◆ **Texto proporcionado**:
──────────
Me acerqué a Dave Chappelle advertido por un artículo de Verónica Klingenberger, publicado hace varias lunas, en el que advertía de un humor tan corrosivo que no temía hacer bromas sobre las víctimas de Michael Jackson ni cargarse encima al movimiento LGBT+. No es poco ni son objetivos evidentes para un espectador común, pero, a la vez, parecía un aviso de extensión de límites en una época en la cual el buenismo y la asfixia de lo políticamente correcto prometen liquidar todo aquello que escape de sus fronteras. ¿No se supone que el humor era un espacio en el que podíamos carcajear con aquellas tensiones que, de otra forma, nos harían agarrarnos a golpes? ¿Cuándo perdimos esa licencia? ¿Y ante quién la rendimos?
──────────
◆ **Datos de entrada**:
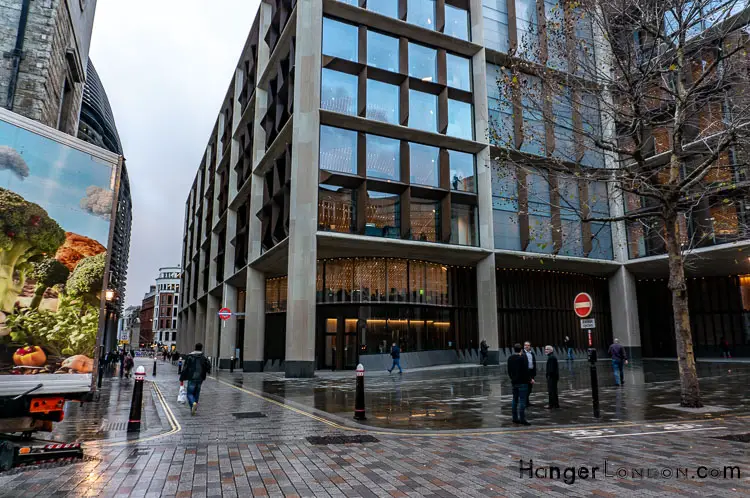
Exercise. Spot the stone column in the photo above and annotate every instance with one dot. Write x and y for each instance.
(228, 328)
(300, 317)
(624, 311)
(486, 288)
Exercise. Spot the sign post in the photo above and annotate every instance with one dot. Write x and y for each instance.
(583, 305)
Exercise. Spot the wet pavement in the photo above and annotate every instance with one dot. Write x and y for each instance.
(465, 398)
(226, 452)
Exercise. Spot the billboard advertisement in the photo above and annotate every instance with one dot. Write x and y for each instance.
(56, 204)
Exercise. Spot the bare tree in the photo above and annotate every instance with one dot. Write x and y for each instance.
(640, 102)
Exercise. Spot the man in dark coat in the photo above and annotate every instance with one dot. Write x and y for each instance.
(553, 375)
(531, 358)
(518, 370)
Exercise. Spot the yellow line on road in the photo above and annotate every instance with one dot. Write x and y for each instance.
(381, 432)
(175, 426)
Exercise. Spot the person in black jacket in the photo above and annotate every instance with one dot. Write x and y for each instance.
(518, 370)
(531, 358)
(553, 375)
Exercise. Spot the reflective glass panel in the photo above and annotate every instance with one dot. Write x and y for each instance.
(382, 101)
(340, 39)
(423, 165)
(338, 92)
(338, 150)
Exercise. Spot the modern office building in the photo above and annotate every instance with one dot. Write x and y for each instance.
(166, 297)
(348, 199)
(147, 318)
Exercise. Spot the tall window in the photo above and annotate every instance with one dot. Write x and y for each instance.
(382, 101)
(336, 209)
(422, 111)
(534, 136)
(462, 171)
(425, 220)
(422, 62)
(495, 13)
(421, 13)
(382, 51)
(338, 92)
(340, 39)
(338, 150)
(540, 216)
(500, 108)
(383, 216)
(423, 165)
(386, 7)
(570, 221)
(456, 22)
(528, 30)
(383, 156)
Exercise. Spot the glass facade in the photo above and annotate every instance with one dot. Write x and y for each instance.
(462, 171)
(338, 150)
(338, 92)
(424, 165)
(456, 22)
(382, 101)
(383, 215)
(422, 111)
(382, 51)
(336, 208)
(340, 39)
(383, 158)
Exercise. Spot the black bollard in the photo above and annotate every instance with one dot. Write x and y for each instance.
(594, 381)
(359, 399)
(134, 420)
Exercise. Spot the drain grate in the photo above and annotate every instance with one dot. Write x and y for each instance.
(740, 438)
(248, 415)
(342, 439)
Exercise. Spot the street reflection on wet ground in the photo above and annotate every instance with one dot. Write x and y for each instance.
(480, 397)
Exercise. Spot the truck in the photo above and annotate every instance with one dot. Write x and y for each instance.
(57, 202)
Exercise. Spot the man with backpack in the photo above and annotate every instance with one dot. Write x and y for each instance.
(194, 372)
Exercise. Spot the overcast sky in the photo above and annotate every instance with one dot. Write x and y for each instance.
(166, 66)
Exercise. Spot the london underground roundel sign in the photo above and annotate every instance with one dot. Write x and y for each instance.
(583, 305)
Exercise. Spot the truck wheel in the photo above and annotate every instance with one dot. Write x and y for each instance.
(7, 450)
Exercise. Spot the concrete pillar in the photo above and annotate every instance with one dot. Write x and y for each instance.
(486, 288)
(300, 317)
(211, 346)
(228, 328)
(624, 310)
(255, 322)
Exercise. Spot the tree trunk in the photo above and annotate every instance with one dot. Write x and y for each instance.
(690, 391)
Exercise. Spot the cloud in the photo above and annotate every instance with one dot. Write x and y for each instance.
(98, 201)
(11, 160)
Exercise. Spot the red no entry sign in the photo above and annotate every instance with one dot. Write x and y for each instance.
(583, 305)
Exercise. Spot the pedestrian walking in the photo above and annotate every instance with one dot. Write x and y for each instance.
(520, 378)
(484, 351)
(553, 375)
(128, 365)
(396, 355)
(725, 352)
(619, 357)
(196, 368)
(569, 345)
(531, 358)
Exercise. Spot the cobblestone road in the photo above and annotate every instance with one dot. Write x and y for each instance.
(223, 451)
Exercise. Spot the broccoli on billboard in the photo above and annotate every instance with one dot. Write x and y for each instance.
(55, 209)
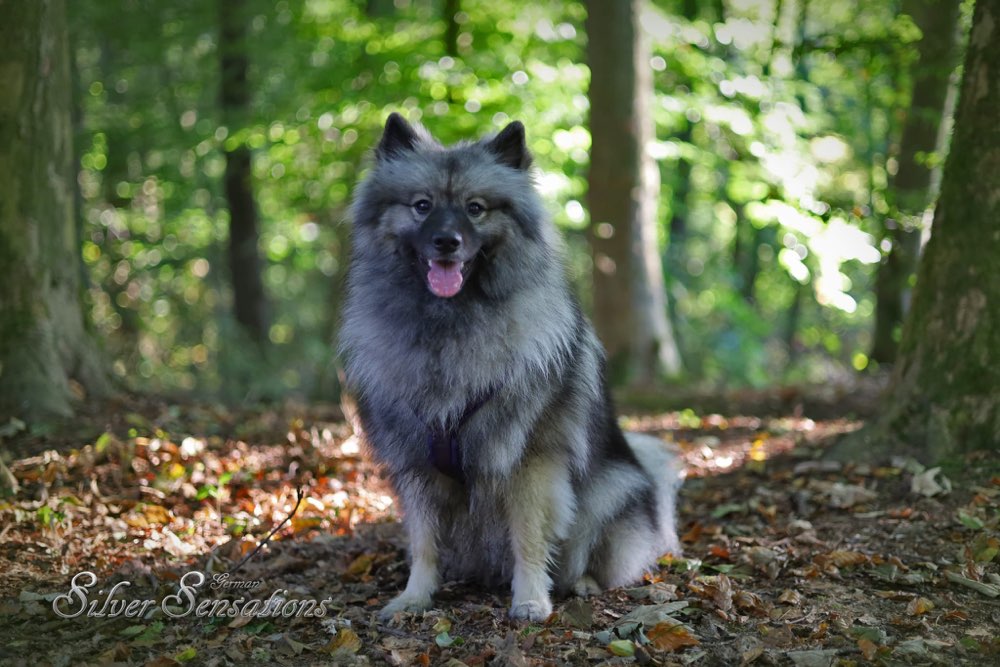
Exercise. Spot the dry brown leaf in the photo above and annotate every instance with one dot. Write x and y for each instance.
(919, 606)
(868, 648)
(668, 636)
(346, 640)
(842, 558)
(788, 596)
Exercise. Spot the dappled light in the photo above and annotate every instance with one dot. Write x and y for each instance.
(712, 397)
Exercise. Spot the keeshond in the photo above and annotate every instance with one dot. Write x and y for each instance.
(479, 383)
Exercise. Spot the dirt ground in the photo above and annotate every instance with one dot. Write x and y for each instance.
(789, 558)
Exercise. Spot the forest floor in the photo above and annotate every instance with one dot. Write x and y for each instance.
(789, 558)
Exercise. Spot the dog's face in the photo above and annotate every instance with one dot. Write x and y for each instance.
(446, 211)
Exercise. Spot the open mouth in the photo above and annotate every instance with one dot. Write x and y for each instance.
(444, 277)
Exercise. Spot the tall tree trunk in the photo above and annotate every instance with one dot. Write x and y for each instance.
(629, 297)
(911, 191)
(451, 9)
(945, 392)
(44, 345)
(249, 302)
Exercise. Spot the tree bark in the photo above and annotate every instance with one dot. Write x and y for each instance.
(249, 301)
(44, 345)
(451, 8)
(630, 302)
(945, 392)
(910, 191)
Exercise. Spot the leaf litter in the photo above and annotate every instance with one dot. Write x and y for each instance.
(789, 559)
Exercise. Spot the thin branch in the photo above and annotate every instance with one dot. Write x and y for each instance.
(298, 501)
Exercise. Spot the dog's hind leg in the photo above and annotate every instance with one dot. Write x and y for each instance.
(539, 510)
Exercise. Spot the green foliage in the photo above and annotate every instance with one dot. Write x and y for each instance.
(774, 145)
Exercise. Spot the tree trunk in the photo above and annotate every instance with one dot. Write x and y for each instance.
(630, 311)
(249, 302)
(451, 9)
(945, 393)
(910, 191)
(44, 344)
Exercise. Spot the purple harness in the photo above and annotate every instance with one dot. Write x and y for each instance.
(443, 449)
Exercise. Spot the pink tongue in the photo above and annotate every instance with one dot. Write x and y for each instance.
(445, 278)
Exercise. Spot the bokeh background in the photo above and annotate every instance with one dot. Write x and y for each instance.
(777, 137)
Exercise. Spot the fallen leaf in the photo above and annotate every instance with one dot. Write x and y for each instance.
(578, 613)
(346, 640)
(788, 596)
(919, 606)
(670, 636)
(622, 647)
(925, 485)
(187, 655)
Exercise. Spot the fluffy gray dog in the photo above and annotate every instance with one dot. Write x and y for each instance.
(480, 384)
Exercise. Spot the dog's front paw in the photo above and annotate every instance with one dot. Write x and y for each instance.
(531, 610)
(404, 602)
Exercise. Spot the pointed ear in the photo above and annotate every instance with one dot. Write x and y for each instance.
(509, 147)
(398, 137)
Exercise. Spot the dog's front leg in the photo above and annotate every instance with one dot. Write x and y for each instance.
(424, 576)
(539, 512)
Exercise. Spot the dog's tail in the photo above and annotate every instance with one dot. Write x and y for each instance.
(664, 466)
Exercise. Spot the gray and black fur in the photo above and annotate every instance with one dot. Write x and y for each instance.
(542, 490)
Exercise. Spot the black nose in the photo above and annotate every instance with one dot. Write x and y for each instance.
(446, 241)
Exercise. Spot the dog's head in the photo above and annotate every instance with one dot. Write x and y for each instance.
(446, 212)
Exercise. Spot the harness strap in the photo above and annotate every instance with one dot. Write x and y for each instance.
(443, 448)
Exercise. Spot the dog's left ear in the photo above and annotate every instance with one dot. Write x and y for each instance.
(397, 138)
(509, 147)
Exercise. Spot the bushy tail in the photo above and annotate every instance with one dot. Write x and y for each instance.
(665, 468)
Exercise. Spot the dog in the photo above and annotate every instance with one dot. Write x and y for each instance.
(479, 383)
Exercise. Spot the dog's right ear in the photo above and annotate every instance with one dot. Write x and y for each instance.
(397, 138)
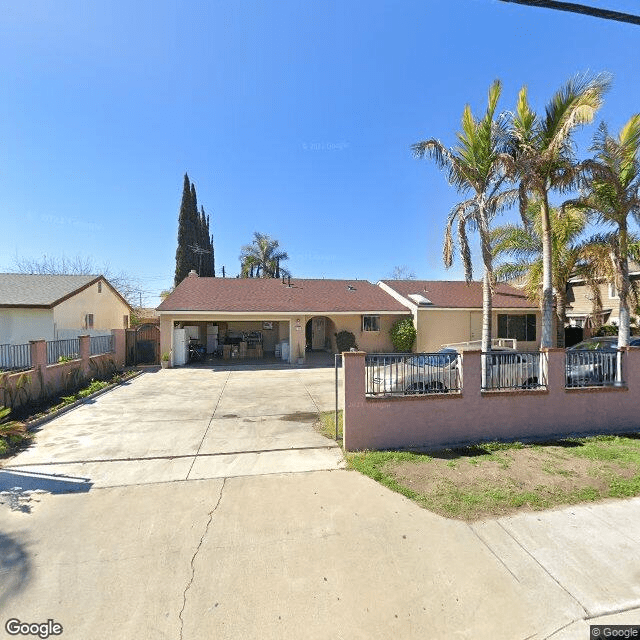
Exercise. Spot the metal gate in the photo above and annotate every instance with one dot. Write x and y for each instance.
(143, 345)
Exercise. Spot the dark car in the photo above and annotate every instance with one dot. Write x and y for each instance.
(594, 362)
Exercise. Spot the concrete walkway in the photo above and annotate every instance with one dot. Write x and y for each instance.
(125, 552)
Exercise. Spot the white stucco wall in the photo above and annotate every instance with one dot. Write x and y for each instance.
(19, 326)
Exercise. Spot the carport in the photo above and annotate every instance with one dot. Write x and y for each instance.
(288, 317)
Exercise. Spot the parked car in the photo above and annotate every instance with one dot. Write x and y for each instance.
(440, 372)
(594, 362)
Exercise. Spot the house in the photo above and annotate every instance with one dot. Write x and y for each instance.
(307, 314)
(301, 313)
(449, 312)
(54, 307)
(581, 298)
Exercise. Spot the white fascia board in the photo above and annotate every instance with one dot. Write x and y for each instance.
(280, 314)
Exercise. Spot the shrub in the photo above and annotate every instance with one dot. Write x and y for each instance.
(607, 330)
(403, 334)
(345, 341)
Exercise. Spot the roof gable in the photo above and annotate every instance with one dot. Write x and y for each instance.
(44, 290)
(235, 295)
(457, 294)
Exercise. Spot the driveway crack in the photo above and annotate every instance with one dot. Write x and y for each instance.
(195, 554)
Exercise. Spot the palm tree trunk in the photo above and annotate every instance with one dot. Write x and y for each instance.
(561, 316)
(486, 322)
(547, 278)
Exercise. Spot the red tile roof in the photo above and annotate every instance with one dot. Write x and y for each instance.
(460, 295)
(267, 294)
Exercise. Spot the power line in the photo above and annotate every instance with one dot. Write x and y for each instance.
(596, 12)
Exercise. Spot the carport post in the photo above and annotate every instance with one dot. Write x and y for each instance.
(335, 366)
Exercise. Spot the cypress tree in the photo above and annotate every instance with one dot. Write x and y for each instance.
(183, 257)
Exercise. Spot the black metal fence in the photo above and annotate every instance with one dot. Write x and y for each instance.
(393, 374)
(101, 344)
(513, 370)
(15, 357)
(63, 350)
(591, 368)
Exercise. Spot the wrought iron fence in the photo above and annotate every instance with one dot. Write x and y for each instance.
(392, 374)
(61, 350)
(593, 368)
(513, 370)
(101, 344)
(15, 357)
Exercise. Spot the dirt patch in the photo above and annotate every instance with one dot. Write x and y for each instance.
(482, 483)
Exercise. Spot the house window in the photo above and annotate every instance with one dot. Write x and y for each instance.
(521, 327)
(371, 323)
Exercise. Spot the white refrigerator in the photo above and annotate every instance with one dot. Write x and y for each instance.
(180, 348)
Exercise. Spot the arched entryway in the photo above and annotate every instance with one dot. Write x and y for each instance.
(318, 333)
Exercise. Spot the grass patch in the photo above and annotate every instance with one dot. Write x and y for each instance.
(326, 425)
(497, 479)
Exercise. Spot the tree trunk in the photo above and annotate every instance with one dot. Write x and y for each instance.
(622, 284)
(547, 279)
(486, 322)
(561, 317)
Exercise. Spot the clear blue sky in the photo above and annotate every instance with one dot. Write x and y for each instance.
(293, 118)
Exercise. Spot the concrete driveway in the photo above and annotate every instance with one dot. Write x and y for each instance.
(184, 424)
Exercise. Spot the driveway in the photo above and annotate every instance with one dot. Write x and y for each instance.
(185, 424)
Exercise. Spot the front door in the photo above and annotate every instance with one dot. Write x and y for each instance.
(476, 325)
(317, 333)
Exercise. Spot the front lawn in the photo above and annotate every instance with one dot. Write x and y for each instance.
(496, 479)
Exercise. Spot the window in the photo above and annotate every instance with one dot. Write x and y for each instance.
(522, 327)
(371, 323)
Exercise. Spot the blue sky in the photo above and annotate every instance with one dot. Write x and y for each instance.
(294, 118)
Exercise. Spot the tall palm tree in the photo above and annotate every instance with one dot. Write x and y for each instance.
(544, 161)
(263, 258)
(475, 167)
(571, 256)
(613, 194)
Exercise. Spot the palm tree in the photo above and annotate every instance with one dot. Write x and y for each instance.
(263, 258)
(544, 161)
(613, 194)
(475, 167)
(571, 256)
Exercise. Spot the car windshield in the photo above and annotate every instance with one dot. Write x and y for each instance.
(596, 345)
(441, 358)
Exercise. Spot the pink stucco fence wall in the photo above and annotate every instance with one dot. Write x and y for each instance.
(474, 415)
(42, 379)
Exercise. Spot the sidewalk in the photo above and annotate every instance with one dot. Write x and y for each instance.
(326, 554)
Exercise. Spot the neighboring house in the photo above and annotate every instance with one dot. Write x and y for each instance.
(451, 312)
(580, 301)
(53, 307)
(308, 313)
(302, 312)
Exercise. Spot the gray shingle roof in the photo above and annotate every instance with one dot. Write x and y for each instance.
(35, 290)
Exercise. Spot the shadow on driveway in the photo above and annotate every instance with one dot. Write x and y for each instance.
(15, 567)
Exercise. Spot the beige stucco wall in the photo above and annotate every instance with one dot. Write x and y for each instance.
(439, 327)
(19, 326)
(107, 308)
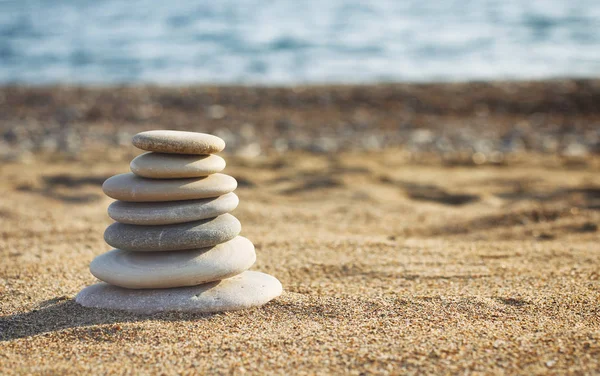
──────────
◆ **Ejercicio 1**: Transcribe sin cambios el fragmento del texto sobre Dave Chappelle que empieza con "Me acerqué a" y sigue hasta "quién la rendimos?".
◆ **Ejercicio 2**: Prolonga el texto sobre Dave Chappelle a partir del punto en que termina.
Las filas no intervienen en esto.

◆ **Respuesta del ejercicio 1**:
Me acerqué a Dave Chappelle advertido por un artículo de Verónica Klingenberger, publicado hace varias lunas, en el que advertía de un humor tan corrosivo que no temía hacer bromas sobre las víctimas de Michael Jackson ni cargarse encima al movimiento LGBT+. No es poco ni son objetivos evidentes para un espectador común, pero, a la vez, parecía un aviso de extensión de límites en una época en la cual el buenismo y la asfixia de lo políticamente correcto prometen liquidar todo aquello que escape de sus fronteras. ¿No se supone que el humor era un espacio en el que podíamos carcajear con aquellas tensiones que, de otra forma, nos harían agarrarnos a golpes? ¿Cuándo perdimos esa licencia? ¿Y ante quién la rendimos?

◆ **Respuesta del ejercicio 2**:
Chappelle es un prodigio de varios de los subgéneros del stand-up comedy, como la comedia de insulto o la observación costumbrista, talento que sostiene con base en dos virtudes: el uso de su lugar de enunciación y una hiperconciencia narrativa. Lo primero es muy hábil: Chappelle entiente que hay ciertas bromas y tópicos, cierto lenguaje, que solo los pueden tratar determinados colectivos. Hay chistes que un alemán, desde 1945, no puede hacer. Hay expresiones prohibidas a un estadounidense blanco, pero no a un afrodescendiente.
El comediante logra construir a partir de ese privilegio y lo utiliza como arma arrojadiza al público (presente o televidente), cuyas reacciones anticipa tan bien y con las que juega, como es propio de este tipo de show. Lo segundo es storytelling puro: la capacidad de enhebrar anécdotas y situaciones que una a una dibujan un cambio, y crean un efecto a través de los recursos propios del género (punchline, setup, timing, etc.). Quien quiera profundizar en este arte norteamericano tiene en Netflix un amplio y suculento menú que pasa por Chappelle, pero también por Trevor Noah, Ali Wong, Amy Schumer, Kevin Hart, etc.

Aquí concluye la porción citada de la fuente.